- Supplied text
Over the years, we’ve been reluctant to take any money from you, our readers, despite your many generous requests to offer it. This website has never been anything but a vanity project. It doesn’t serve as a portfolio, nor does it help us curry any favor with OEMs—quite the opposite, as the virtual army of people who comb every word of this blog for ammo to use against us with our employers, family, and friends continually demonstrates.

We tried Google ads for a while. They didn’t even cover our hosting costs, and they were distasteful. So no more of that.

Some of you have suggested Patreon. That feels even dirtier than Google Ads to me. Transparently, both Jack and I earn well above the national median income, and there’s no reason why anybody should pay us money directly in these times when so many people are unemployed and in greater need than we are.

However, I was recently offered the opportunity to help promote one of the brands that both Jack and I have written about at length, and a brand that I have personally spent more money supporting than any other (with the exception of Ford and Genesis) in the last 8 years. That brand is Shinola.

- Complete the following
- 1) In the piece about how the website is funded, which brand was the writer recently offered the chance to promote?
- 2) Continue the piece about how the website is funded, starting right after its last sentence.

- Data section
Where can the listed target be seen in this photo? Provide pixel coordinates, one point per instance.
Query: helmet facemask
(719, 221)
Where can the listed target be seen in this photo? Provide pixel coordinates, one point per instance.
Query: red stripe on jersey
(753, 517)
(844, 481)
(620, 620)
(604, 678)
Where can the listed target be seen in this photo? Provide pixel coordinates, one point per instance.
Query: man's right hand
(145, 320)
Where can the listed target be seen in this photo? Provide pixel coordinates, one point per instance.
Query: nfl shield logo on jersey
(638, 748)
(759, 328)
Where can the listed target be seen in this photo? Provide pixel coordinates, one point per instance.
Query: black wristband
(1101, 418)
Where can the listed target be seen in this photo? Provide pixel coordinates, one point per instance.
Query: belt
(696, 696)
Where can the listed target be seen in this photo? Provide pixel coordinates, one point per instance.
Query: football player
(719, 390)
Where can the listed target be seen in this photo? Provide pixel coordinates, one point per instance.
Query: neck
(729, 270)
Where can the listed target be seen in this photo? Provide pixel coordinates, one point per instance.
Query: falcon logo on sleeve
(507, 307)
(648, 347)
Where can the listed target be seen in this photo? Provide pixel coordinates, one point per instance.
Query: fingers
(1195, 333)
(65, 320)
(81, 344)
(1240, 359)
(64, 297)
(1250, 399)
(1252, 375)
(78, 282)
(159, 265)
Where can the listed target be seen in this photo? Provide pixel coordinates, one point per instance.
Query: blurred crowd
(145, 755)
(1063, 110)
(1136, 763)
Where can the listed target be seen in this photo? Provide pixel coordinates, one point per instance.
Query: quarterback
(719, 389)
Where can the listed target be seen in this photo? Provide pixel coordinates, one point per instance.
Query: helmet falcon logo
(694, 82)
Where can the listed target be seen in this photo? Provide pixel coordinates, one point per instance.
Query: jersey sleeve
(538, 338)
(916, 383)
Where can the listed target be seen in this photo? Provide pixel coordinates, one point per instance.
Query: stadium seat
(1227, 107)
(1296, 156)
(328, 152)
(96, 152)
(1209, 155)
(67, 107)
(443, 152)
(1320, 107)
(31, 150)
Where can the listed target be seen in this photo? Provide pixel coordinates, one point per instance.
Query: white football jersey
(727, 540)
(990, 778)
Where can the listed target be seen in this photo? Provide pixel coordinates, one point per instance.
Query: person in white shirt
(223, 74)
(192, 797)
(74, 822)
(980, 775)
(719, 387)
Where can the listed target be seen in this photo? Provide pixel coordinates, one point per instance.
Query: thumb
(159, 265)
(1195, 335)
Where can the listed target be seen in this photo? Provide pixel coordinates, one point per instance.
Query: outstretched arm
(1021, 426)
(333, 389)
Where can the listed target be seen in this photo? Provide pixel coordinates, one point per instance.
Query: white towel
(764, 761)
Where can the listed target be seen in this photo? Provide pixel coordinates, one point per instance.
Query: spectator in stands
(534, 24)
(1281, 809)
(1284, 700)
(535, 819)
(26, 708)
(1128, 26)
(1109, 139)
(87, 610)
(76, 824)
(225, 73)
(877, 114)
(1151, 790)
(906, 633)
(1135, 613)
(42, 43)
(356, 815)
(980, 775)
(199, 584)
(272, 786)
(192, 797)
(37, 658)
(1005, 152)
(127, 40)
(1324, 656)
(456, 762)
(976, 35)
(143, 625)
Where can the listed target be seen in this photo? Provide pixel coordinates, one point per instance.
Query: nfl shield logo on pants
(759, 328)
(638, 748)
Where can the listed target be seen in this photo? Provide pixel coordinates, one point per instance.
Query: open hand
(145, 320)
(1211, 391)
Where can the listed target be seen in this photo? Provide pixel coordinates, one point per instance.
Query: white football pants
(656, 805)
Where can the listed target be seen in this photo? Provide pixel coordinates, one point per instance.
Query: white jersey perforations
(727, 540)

- Results of the exercise
- 1) Shinola.

- 2)
We’ve talked about Shinola here, here, and here. I bought my first Shinola watch, a blue 41mm Runwell, in January of 2016 and I bought my most recent one a few weeks ago. In between those purchases, I have bought 14 other watches, multiple wallets, business card holders, belts, and even hats. I constantly scan eBay for deals. I have my own personal contact at the Grand Rapids store who shoots me off any photos of interesting models. When Shinola launched their first automatic version of the Runwell watch, I immediately ordered serial number 5, in honor of my father’s number at Notre Dame, my number in high school sports, and my son’s number on his club soccer team, and it has become my everyday watch. I have everything from that top of the line $1100 automatic Runwell to a $395 resin body Detrola, as well as a Guardian, a Bedrock, a Canfield, 2 Canfield Bolts, a Black Blizzard, 2 Brakeman, and 6 Runwells. You can see much of my personal collection in the very poor photo at the top of the page.

So, yeah, I believe in the brand. Which is why I am completely comfortable offering my endorsement of it to you, our readers.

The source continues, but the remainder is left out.